__What is asked__.
a) According to the profile of Aurora, what is the focus of her doctoral research?
b) Extend the profile of Aurora past its last sentence with one more paragraph in the same first-person voice as its mission statement.

Aurora is a speaker and facilitator focusing on social justice, gender and sexuality studies, education, and DEI work. She has facilitated queer-affirming programming and training for state agencies like the Virginia Department of Behavioral and Developmental Services. She has spoken on panels of national and international organizations like She the People and Unite UK. Currently, Aurora is pursuing a doctorate in interdisciplinary media studies. Her research centers on the representation of trans people of color within digital media.

Aurora is an activist in her own community; she has worked with Delegate Danica Roem to pass trans-affirming legislation at the state level. She has also been featured in publications like Richmond Times-Dispatch and was named one of Richmond's Top 40 Under 40, by the Richmond Style Weekly.

My Mission

My mission as a speaker, scholar-artist, and consultant is to unapologetically integrate my identity and personal politic with my scholarship and art.

__Information shown__.
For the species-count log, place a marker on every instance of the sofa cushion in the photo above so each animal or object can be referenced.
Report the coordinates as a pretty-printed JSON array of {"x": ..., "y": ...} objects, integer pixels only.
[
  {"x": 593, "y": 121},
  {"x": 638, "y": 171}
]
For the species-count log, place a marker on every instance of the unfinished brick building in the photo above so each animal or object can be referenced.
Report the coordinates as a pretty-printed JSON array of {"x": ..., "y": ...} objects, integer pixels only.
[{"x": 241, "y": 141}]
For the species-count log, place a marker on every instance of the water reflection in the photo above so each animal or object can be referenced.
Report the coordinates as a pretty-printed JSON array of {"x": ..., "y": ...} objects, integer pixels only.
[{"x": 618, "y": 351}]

* * *

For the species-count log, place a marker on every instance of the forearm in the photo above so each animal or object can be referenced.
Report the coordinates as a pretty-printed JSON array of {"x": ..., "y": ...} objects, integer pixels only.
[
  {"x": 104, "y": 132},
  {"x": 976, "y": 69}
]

...

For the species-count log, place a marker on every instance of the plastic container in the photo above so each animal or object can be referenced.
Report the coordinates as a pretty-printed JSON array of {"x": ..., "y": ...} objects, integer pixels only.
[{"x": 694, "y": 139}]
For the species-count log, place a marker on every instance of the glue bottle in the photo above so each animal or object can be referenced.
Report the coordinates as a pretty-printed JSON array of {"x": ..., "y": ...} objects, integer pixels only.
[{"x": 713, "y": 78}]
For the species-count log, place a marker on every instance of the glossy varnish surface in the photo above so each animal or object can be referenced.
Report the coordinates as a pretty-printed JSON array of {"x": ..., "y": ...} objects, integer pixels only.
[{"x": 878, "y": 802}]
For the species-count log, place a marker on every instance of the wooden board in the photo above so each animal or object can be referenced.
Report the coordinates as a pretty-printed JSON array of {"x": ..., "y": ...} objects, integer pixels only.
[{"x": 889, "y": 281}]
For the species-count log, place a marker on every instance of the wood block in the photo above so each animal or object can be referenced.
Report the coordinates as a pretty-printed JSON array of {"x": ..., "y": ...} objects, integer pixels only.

__Response list__.
a) The representation of trans people of color within digital media.

b)
As a Black transgender woman, taboo has always surrounded my identity. The intersections between taboo and radical queer identity are socially and politically linked. Technically, just being visible in normative spaces (e.g. at grocery stores, in public restrooms, and through media) is a taboo in a heteronormative White supremacist society. I leverage and re-conceptualize the nature of “the taboo” to foster generative and afro-futuristic/afro-surrealist discourse about identity, sexuality, gender, performance, and new epistemologies.